*Exercise aim*
Set out all the lines below as a numbered list, leaving out any blank ones.

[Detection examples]
○ ○ ○ ○ ○
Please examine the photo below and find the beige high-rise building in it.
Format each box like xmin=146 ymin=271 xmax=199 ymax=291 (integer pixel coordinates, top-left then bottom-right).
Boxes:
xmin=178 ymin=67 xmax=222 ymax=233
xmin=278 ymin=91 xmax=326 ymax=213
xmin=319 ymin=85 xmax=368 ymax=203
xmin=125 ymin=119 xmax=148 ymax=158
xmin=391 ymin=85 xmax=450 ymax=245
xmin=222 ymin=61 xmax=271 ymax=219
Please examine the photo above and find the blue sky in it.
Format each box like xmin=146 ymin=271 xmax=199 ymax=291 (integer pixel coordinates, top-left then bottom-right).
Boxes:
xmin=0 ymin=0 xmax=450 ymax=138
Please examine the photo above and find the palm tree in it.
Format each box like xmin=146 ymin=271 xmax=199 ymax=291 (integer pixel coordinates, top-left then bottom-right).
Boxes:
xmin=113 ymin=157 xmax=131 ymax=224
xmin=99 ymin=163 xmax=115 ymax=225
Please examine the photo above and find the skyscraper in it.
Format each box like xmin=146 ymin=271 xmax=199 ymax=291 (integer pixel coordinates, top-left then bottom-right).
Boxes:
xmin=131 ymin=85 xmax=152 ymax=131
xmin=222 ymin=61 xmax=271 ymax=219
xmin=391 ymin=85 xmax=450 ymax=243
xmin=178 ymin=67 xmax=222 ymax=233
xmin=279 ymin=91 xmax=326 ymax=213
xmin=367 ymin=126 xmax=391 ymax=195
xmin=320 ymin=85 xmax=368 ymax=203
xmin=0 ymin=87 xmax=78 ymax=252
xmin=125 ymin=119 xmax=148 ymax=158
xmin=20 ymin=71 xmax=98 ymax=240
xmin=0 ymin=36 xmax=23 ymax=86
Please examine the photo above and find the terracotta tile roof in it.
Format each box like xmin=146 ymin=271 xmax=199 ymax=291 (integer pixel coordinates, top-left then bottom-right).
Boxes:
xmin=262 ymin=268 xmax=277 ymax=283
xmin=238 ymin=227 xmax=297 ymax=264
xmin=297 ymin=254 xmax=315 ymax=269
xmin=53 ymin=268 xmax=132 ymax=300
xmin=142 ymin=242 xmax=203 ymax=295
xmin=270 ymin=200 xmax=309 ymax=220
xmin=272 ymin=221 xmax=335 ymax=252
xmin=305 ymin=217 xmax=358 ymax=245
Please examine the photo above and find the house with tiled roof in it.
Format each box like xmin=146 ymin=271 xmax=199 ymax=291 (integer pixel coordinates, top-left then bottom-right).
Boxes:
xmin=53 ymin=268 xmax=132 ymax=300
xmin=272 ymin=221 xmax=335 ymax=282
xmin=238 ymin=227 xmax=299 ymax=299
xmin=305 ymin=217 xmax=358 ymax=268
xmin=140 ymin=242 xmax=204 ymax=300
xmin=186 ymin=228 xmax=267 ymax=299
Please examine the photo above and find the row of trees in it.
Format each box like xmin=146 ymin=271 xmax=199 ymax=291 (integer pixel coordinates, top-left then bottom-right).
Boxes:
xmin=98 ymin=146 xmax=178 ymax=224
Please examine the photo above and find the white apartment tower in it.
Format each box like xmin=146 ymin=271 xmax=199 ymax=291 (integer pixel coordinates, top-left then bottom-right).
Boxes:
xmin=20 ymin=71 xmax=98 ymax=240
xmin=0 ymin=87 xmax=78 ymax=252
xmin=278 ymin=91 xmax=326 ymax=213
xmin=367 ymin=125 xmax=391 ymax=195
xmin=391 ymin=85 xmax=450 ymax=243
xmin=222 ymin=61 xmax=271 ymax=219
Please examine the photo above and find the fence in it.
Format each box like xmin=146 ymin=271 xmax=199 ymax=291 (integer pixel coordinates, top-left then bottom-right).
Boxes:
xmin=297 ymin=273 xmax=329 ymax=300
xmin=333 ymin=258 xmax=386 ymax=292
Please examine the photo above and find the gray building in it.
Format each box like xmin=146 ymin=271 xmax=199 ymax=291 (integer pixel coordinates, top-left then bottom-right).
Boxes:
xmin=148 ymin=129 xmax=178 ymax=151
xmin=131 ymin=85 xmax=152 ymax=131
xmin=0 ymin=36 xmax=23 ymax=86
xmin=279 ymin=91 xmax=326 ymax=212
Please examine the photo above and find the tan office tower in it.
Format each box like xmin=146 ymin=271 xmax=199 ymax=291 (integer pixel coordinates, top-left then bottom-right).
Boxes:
○ ○ ○ ○ ○
*Solution for this exercise*
1. Please examine the photo below and find the beige high-rise building in it.
2. Format each box like xmin=146 ymin=271 xmax=199 ymax=291 (integer pixel coordinates, top-left then bottom-right).
3. Boxes:
4. xmin=178 ymin=67 xmax=222 ymax=233
5. xmin=278 ymin=91 xmax=326 ymax=213
6. xmin=319 ymin=85 xmax=368 ymax=203
7. xmin=125 ymin=119 xmax=148 ymax=158
8. xmin=391 ymin=85 xmax=450 ymax=245
9. xmin=222 ymin=61 xmax=271 ymax=219
10. Please examine the photo above and find the blue sky in it.
11. Format each box like xmin=146 ymin=271 xmax=199 ymax=291 (integer pixel coordinates, top-left then bottom-right).
12. Boxes:
13. xmin=0 ymin=0 xmax=450 ymax=138
14. Please examine the photo above and find the palm tree in it.
15. Format each box like xmin=146 ymin=271 xmax=199 ymax=291 (integer pixel coordinates, top-left then bottom-right).
16. Boxes:
17. xmin=113 ymin=157 xmax=131 ymax=224
18. xmin=99 ymin=163 xmax=115 ymax=225
19. Please examine the photo above and find the skyscraper in it.
20. Format each box like xmin=146 ymin=271 xmax=199 ymax=291 (integer pixel coordinates, top-left then bottom-right).
21. Boxes:
22. xmin=131 ymin=85 xmax=152 ymax=131
23. xmin=222 ymin=61 xmax=271 ymax=219
24. xmin=391 ymin=85 xmax=450 ymax=243
25. xmin=178 ymin=67 xmax=222 ymax=233
26. xmin=279 ymin=91 xmax=326 ymax=213
27. xmin=367 ymin=126 xmax=391 ymax=195
28. xmin=320 ymin=85 xmax=368 ymax=203
29. xmin=0 ymin=87 xmax=78 ymax=252
30. xmin=125 ymin=119 xmax=148 ymax=158
31. xmin=20 ymin=71 xmax=98 ymax=240
32. xmin=0 ymin=36 xmax=23 ymax=86
33. Please examine the photo above and find the terracotta tile roof in it.
34. Format each box like xmin=146 ymin=271 xmax=199 ymax=291 (integer pixel coordinates, top-left then bottom-right).
35. Boxes:
36. xmin=262 ymin=268 xmax=277 ymax=283
37. xmin=238 ymin=227 xmax=297 ymax=264
38. xmin=297 ymin=254 xmax=315 ymax=269
39. xmin=53 ymin=268 xmax=132 ymax=300
40. xmin=142 ymin=242 xmax=203 ymax=295
41. xmin=270 ymin=200 xmax=309 ymax=220
42. xmin=272 ymin=221 xmax=335 ymax=252
43. xmin=305 ymin=217 xmax=358 ymax=245
44. Please examine the photo above and find the house with tiled roof in it.
45. Format each box like xmin=146 ymin=271 xmax=199 ymax=291 (integer pixel coordinates, top-left then bottom-right).
46. Boxes:
47. xmin=53 ymin=268 xmax=132 ymax=300
48. xmin=272 ymin=221 xmax=335 ymax=282
49. xmin=238 ymin=227 xmax=299 ymax=299
50. xmin=305 ymin=217 xmax=358 ymax=268
51. xmin=140 ymin=242 xmax=204 ymax=300
52. xmin=186 ymin=228 xmax=267 ymax=299
53. Please examine the photo above and find the row of trees in it.
54. Format each box like xmin=146 ymin=271 xmax=199 ymax=291 (integer pixel coordinates, top-left then bottom-right).
55. Boxes:
56. xmin=98 ymin=146 xmax=178 ymax=224
57. Please examine the photo above and find the white apartment tower in it.
58. Format each box like xmin=146 ymin=271 xmax=199 ymax=291 (integer pixel coordinates, top-left then bottom-right).
59. Boxes:
60. xmin=20 ymin=71 xmax=98 ymax=240
61. xmin=0 ymin=87 xmax=78 ymax=252
62. xmin=278 ymin=91 xmax=326 ymax=213
63. xmin=367 ymin=125 xmax=391 ymax=195
64. xmin=391 ymin=85 xmax=450 ymax=243
65. xmin=222 ymin=61 xmax=271 ymax=219
66. Please examine the photo above and find the fence in it.
67. Format each box like xmin=146 ymin=271 xmax=199 ymax=291 (integer pixel coordinates, top-left then bottom-right).
68. Boxes:
69. xmin=297 ymin=273 xmax=329 ymax=300
70. xmin=333 ymin=258 xmax=386 ymax=292
71. Please examine the photo above and find the gray building in it.
72. Format each box like xmin=146 ymin=271 xmax=199 ymax=291 (integer pixel coordinates, top-left then bottom-right).
73. Boxes:
74. xmin=148 ymin=129 xmax=178 ymax=151
75. xmin=131 ymin=85 xmax=152 ymax=131
76. xmin=0 ymin=36 xmax=23 ymax=86
77. xmin=279 ymin=91 xmax=326 ymax=212
78. Please examine the photo above and find the tan office tower in it.
79. Format each box like xmin=146 ymin=271 xmax=199 ymax=291 (integer pixel coordinates, top-left then bottom-right).
80. Boxes:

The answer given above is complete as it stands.